Requirement:
All of the data must be output without alteration.

(Recorded data)
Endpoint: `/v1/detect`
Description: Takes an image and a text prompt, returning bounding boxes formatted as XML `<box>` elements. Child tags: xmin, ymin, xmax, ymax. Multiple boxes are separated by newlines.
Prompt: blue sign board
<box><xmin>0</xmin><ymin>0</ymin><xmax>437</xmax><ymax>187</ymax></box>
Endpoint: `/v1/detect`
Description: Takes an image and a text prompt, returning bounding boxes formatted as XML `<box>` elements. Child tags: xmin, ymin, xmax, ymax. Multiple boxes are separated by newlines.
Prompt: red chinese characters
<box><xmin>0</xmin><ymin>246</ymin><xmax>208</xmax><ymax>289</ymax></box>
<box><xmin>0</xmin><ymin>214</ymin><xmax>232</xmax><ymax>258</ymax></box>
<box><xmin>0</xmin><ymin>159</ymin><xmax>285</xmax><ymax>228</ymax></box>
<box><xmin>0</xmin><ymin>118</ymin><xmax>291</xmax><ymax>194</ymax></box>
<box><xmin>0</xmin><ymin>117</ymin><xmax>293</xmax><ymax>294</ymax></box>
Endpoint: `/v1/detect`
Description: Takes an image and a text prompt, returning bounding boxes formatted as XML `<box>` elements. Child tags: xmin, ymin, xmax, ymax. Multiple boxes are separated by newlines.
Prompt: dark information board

Task answer:
Endpoint: `/v1/detect`
Description: Takes an image and a text prompt, returning bounding boxes formatted as XML `<box>` elements. Child tags: xmin, ymin, xmax, ymax. Multiple boxes are separated by newlines.
Prompt: blue sign board
<box><xmin>0</xmin><ymin>0</ymin><xmax>437</xmax><ymax>187</ymax></box>
Endpoint: `/v1/detect`
Description: Takes an image and a text prompt, returning bounding boxes formatted as XML `<box>` elements. Child tags: xmin, ymin, xmax, ymax. Multiple boxes are separated by newlines.
Prompt: red chinese characters
<box><xmin>0</xmin><ymin>246</ymin><xmax>208</xmax><ymax>289</ymax></box>
<box><xmin>0</xmin><ymin>214</ymin><xmax>232</xmax><ymax>258</ymax></box>
<box><xmin>0</xmin><ymin>159</ymin><xmax>285</xmax><ymax>228</ymax></box>
<box><xmin>0</xmin><ymin>118</ymin><xmax>291</xmax><ymax>194</ymax></box>
<box><xmin>0</xmin><ymin>117</ymin><xmax>293</xmax><ymax>294</ymax></box>
Endpoint: `/v1/detect`
Description: Takes an image and a text prompt, returning bounding boxes formatted as XML `<box>` elements. Child tags: xmin, ymin, xmax, ymax. Multiple boxes are separated by newlines.
Prompt: dark information board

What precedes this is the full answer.